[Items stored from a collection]
__________________________________________________

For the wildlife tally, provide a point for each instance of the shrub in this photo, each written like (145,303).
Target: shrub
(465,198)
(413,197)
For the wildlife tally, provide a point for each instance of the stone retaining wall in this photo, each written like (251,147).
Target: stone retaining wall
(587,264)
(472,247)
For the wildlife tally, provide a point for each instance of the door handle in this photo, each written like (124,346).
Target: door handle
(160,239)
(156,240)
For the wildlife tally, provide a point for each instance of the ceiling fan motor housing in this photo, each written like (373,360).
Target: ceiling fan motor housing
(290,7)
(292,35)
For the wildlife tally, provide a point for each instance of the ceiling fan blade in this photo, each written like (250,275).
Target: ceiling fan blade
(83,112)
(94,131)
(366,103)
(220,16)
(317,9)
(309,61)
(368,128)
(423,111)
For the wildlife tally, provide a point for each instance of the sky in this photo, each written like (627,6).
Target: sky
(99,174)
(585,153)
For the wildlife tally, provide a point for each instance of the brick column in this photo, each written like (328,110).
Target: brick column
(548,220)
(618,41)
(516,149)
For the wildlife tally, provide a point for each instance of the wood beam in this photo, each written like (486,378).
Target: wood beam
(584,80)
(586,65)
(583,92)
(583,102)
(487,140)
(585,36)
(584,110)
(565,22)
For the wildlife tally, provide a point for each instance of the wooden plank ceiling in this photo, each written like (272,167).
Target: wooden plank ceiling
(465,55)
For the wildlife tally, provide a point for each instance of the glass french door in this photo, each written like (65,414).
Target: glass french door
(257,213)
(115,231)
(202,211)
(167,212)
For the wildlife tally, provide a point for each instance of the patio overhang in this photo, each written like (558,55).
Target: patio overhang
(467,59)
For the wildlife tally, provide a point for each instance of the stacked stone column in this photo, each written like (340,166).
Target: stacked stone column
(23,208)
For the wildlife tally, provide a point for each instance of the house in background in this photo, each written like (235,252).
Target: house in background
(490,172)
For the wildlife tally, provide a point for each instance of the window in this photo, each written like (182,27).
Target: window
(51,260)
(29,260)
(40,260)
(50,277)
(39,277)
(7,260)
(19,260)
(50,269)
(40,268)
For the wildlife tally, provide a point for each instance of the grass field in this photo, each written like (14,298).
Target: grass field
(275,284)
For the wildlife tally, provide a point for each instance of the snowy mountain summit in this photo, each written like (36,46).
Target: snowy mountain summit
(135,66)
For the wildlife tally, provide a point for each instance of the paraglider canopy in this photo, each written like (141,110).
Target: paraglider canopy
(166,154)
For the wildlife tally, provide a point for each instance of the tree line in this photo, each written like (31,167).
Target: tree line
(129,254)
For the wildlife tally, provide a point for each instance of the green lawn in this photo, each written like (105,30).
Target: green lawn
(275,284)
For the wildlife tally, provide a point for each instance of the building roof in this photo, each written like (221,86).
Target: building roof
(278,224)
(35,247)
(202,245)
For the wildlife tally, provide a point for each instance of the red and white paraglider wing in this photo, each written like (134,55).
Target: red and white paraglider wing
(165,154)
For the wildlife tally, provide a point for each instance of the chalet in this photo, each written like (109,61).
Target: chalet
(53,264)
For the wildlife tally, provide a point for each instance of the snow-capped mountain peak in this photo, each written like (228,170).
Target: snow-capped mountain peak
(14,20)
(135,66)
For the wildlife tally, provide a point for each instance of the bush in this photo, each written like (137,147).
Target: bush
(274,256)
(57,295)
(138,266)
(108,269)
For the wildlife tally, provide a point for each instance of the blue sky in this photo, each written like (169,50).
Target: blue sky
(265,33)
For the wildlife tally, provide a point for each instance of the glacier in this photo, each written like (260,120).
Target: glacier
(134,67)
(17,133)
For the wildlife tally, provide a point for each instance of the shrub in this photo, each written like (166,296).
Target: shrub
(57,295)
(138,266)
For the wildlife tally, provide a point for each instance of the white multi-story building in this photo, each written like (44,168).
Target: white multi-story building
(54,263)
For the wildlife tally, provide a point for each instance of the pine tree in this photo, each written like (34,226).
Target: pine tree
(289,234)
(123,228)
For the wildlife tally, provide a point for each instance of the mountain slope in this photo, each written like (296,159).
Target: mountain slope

__________________________________________________

# PROBLEM DETAILS
Turn the material into a numbered list, starting at the line that contains "written like (44,168)." and ending with the final line of the material, with blank lines omitted.

# ANSWER
1. For the wildlife tally, provide a point for each instance of the white multi-story building in this photo, each written like (44,168).
2. Target: white multi-story building
3. (54,263)
4. For the wildlife tally, provide a point for each instance of the pine tree in this photo, each written like (34,226).
5. Target: pine tree
6. (289,234)
7. (123,228)
8. For the wildlife tally, provide a point for each instance of the mountain slope in this photo, each written like (296,159).
9. Target: mountain slope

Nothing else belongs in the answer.